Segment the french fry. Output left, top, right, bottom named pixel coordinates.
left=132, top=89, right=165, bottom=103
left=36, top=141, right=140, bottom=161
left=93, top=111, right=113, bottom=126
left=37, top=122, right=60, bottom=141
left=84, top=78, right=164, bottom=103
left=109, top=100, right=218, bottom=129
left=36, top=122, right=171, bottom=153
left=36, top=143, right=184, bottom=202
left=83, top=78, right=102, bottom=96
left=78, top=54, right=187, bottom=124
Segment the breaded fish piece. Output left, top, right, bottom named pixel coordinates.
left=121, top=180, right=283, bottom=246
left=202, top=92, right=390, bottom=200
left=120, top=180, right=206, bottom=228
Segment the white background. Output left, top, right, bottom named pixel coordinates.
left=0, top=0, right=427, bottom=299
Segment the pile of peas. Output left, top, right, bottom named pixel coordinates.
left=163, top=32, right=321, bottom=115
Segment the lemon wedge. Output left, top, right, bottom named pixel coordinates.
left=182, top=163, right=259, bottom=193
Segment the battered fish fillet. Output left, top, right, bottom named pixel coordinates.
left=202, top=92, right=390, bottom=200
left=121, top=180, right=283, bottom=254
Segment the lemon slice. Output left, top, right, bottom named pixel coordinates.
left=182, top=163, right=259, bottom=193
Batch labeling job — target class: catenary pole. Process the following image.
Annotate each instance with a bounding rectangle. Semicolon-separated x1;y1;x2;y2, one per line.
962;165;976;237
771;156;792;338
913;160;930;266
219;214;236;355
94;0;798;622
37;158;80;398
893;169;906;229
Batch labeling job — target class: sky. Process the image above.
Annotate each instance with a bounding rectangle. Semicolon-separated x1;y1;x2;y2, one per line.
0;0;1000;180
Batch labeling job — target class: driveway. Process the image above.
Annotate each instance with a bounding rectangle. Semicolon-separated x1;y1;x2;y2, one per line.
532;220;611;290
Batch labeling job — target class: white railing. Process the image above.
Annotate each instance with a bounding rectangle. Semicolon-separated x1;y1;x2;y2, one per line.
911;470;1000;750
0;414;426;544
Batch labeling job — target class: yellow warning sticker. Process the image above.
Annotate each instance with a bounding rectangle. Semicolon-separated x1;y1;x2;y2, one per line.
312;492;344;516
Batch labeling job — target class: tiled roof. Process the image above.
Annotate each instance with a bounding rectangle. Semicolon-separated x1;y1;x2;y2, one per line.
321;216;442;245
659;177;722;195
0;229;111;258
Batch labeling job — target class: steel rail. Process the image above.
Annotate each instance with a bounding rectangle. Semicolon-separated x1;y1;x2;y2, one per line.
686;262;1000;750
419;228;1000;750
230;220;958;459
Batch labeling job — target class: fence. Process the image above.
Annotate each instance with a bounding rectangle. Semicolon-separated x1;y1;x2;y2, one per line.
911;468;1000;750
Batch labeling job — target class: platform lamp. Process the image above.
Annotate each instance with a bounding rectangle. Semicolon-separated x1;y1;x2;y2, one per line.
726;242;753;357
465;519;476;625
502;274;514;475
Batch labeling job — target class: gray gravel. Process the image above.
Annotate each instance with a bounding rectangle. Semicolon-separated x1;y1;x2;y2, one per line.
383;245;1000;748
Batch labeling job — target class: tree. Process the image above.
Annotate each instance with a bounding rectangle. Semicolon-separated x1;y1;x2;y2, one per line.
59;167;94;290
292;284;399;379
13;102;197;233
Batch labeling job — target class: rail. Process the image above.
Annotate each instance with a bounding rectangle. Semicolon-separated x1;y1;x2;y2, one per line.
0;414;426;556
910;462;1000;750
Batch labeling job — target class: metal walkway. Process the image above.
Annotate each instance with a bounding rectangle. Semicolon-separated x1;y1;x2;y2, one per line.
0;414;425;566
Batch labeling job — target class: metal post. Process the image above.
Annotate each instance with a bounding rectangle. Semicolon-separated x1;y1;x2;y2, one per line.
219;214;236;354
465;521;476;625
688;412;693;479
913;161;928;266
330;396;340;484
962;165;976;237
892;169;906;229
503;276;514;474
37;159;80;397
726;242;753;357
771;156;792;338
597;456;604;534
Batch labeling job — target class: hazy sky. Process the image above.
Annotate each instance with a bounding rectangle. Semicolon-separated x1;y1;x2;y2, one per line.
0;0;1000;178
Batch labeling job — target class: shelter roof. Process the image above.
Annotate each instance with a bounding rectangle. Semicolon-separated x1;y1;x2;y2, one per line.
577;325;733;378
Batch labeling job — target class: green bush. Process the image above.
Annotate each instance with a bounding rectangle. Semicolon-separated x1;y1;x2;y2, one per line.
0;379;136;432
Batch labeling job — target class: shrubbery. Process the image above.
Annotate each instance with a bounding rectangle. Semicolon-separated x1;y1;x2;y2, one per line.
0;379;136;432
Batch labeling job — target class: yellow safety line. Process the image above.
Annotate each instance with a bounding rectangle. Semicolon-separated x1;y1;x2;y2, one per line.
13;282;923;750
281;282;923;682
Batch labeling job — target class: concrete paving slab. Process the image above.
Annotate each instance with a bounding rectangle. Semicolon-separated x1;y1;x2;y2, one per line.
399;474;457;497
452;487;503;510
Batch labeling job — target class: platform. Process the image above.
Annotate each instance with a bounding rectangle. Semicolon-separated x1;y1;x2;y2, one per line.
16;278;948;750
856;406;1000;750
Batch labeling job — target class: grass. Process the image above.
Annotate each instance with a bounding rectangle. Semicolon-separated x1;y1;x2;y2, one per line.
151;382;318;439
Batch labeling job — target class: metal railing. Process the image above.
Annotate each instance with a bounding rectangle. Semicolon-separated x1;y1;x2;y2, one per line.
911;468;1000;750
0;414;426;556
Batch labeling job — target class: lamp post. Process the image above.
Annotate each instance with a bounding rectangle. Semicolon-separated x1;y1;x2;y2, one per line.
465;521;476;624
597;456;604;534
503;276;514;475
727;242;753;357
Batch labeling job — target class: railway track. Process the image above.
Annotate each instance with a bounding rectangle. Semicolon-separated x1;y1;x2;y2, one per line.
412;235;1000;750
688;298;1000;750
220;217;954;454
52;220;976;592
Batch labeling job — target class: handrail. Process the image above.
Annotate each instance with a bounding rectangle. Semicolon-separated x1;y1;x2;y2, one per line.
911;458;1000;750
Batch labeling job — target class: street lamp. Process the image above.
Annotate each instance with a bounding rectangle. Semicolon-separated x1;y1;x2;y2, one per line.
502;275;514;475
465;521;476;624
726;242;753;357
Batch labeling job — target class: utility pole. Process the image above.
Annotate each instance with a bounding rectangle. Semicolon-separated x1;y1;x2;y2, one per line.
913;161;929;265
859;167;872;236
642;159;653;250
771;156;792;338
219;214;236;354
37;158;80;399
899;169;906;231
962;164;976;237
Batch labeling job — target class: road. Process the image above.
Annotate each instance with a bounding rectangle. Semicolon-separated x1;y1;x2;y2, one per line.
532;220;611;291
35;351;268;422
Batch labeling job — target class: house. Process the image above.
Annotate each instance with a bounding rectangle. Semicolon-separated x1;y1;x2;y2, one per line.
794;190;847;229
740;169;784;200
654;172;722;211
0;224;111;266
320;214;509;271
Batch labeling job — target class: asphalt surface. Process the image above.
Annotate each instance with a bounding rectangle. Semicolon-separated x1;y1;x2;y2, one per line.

[Challenge]
Rewrite the records from the line with "Batch labeling job — target class: rail." to the line with "577;325;733;378", putting "steel walkway" in place of "metal walkway" and leaving everything else in those lines as it is.

[Expected answer]
Batch labeling job — target class: rail. Process the image above.
Annotate each instance with a bounding rectangle. Semicolon-separated x1;y1;x2;y2, one per line.
0;414;426;556
910;462;1000;750
Batch labeling job — target class: steel walkway. Process the image above.
Annotate each instance with a bounding rectangle. Semicolon-separated x1;y1;x2;y2, one per line.
0;414;425;566
Batch labeling job — target class: metal post. Process the image above.
Annotate each instance with a bounding rectangle. Semicolon-separated x1;y1;x2;y2, one per line.
219;214;236;354
465;521;476;625
688;412;693;479
913;161;928;266
330;396;340;484
962;165;976;237
892;169;906;229
503;276;514;474
37;159;80;397
726;242;753;357
771;156;792;338
597;456;604;534
Batch labeling job — target class: hazy sky. Process the image above.
Annotate each instance with a bounding rectangle. Semicolon-separated x1;y1;x2;y2, one per line.
0;0;1000;178
Batch labeling job — target class: shelter roof. Process the image above.
Annotate each instance with a bounding rectangle. Semicolon-separated x1;y1;x2;y2, one per line.
577;325;733;378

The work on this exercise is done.